### AIM
Exactly reproduce the line that contains "task: outline the flower center" and all lines after it in the entries below, through the very last line.

### SOURCE RECORDS
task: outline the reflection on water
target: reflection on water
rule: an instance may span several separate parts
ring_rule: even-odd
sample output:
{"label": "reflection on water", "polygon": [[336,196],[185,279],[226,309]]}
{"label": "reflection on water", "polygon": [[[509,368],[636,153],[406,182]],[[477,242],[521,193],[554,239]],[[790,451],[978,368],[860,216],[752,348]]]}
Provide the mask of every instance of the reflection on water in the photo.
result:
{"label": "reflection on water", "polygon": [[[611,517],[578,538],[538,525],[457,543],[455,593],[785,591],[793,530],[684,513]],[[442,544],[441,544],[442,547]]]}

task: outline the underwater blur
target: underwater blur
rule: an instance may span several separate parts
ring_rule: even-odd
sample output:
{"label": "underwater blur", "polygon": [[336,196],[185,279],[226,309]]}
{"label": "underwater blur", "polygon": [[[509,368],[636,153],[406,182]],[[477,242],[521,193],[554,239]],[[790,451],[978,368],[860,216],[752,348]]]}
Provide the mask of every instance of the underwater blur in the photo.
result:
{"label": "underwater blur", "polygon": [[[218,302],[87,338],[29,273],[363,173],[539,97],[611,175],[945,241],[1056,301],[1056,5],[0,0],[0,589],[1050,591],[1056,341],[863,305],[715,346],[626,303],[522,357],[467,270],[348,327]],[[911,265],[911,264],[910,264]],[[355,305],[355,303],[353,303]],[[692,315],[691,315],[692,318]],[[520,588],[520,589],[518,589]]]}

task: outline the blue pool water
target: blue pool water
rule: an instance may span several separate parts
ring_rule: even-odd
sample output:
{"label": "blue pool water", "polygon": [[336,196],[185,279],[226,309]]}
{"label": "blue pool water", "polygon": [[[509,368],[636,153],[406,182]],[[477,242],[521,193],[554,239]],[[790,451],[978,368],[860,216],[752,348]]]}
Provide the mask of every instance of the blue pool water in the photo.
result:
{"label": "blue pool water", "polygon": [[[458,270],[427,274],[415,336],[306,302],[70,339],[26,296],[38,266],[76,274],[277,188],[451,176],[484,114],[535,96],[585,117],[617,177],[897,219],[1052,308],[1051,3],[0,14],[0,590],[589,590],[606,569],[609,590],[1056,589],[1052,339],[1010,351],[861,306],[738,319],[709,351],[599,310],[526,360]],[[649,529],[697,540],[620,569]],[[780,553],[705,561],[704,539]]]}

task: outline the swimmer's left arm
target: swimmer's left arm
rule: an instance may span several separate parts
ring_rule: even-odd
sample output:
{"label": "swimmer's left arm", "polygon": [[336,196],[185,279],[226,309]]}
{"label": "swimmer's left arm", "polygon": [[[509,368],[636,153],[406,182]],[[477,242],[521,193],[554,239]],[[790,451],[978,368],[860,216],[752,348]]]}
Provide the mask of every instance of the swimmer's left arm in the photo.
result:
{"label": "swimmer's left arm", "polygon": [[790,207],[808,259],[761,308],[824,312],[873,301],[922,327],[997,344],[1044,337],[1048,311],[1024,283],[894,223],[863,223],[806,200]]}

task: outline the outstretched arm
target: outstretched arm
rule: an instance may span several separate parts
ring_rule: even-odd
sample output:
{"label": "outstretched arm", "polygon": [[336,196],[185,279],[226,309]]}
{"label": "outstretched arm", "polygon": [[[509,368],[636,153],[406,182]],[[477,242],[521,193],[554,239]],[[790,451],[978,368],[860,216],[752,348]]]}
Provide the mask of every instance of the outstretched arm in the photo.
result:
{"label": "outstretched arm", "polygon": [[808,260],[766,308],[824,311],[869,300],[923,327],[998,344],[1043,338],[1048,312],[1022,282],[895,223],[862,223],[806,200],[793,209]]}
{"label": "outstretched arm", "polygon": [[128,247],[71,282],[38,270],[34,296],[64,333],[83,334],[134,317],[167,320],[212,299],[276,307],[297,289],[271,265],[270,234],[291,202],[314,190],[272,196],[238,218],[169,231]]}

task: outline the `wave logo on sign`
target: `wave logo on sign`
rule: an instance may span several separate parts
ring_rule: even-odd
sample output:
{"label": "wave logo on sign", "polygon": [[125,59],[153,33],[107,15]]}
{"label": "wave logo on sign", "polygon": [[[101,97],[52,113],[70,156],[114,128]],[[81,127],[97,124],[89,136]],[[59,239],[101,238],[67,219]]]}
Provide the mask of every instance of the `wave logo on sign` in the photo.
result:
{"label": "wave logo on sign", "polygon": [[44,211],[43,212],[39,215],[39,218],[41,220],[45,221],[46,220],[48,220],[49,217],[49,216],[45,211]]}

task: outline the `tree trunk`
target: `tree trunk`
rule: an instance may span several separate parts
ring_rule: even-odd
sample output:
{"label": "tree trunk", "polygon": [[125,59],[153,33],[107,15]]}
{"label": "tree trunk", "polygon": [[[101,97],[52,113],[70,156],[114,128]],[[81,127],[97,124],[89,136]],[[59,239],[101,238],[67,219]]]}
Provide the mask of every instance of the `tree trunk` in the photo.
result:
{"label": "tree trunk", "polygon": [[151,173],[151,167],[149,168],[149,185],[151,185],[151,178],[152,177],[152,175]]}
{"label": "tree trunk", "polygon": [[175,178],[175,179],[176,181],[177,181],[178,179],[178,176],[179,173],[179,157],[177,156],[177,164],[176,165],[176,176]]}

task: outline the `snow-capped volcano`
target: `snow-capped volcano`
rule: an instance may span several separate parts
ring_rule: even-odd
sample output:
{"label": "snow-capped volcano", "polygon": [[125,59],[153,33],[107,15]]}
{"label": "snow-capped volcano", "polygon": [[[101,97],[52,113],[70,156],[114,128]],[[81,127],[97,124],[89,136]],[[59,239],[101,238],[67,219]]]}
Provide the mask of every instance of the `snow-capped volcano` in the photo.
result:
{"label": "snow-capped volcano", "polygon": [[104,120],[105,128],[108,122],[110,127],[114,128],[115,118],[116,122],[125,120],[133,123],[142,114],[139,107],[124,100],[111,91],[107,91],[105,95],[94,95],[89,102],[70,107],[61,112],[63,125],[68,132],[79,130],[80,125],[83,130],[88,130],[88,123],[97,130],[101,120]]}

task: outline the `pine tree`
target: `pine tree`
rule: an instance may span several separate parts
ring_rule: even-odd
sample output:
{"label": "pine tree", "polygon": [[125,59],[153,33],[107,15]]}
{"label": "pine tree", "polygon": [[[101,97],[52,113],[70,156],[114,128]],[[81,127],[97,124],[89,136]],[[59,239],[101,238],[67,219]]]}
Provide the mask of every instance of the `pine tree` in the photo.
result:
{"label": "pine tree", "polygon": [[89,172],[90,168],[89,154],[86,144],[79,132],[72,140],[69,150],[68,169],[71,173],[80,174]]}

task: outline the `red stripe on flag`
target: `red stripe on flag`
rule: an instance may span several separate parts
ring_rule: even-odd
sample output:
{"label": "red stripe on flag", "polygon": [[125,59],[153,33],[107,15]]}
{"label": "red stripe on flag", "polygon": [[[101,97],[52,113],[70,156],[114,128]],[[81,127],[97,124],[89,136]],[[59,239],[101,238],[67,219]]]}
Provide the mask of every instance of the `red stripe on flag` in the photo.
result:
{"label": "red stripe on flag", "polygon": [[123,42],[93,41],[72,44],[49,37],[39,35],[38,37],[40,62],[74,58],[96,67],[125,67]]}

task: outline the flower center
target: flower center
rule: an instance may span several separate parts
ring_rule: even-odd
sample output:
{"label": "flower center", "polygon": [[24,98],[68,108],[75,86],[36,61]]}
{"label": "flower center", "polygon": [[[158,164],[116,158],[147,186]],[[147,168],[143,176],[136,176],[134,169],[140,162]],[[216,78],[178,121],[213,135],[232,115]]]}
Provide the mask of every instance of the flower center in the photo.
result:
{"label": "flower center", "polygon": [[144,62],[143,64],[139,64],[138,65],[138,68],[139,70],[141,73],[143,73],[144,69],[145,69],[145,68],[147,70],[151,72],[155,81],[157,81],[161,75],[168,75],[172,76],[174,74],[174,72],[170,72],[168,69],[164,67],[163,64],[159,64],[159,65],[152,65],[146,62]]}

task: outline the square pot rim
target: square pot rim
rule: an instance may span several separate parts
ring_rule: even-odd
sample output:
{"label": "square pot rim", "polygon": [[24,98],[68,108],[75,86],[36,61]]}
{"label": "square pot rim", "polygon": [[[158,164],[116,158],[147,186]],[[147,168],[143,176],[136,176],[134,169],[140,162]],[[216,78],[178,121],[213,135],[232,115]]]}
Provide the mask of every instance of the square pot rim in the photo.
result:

### EXERCISE RESULT
task: outline the flower center
target: flower center
rule: an instance may span several separate parts
ring_rule: even-odd
sample output:
{"label": "flower center", "polygon": [[24,98],[68,108],[75,86],[36,61]]}
{"label": "flower center", "polygon": [[[158,164],[116,158],[147,186]],[[147,168],[143,176],[136,176],[134,169],[140,162]],[[216,78],[178,121],[213,135],[232,115]]]}
Provide the mask of every instance of the flower center in the photo.
result:
{"label": "flower center", "polygon": [[144,62],[143,64],[139,64],[138,65],[138,68],[139,70],[141,73],[143,73],[144,69],[145,69],[145,68],[147,70],[151,72],[155,81],[157,81],[161,75],[168,75],[172,76],[174,74],[174,72],[170,72],[168,69],[164,67],[163,64],[159,64],[159,65],[152,65],[146,62]]}

task: outline the square pot rim
target: square pot rim
rule: an instance may span several separate parts
ring_rule: even-odd
sample output:
{"label": "square pot rim", "polygon": [[24,98],[68,108],[75,86],[36,61]]}
{"label": "square pot rim", "polygon": [[[158,164],[116,158],[147,186]],[[147,168],[143,176],[136,176],[134,169],[140,162]],[[216,78],[178,121],[213,135],[232,115]]]}
Provide the mask of every instance of the square pot rim in the photo.
result:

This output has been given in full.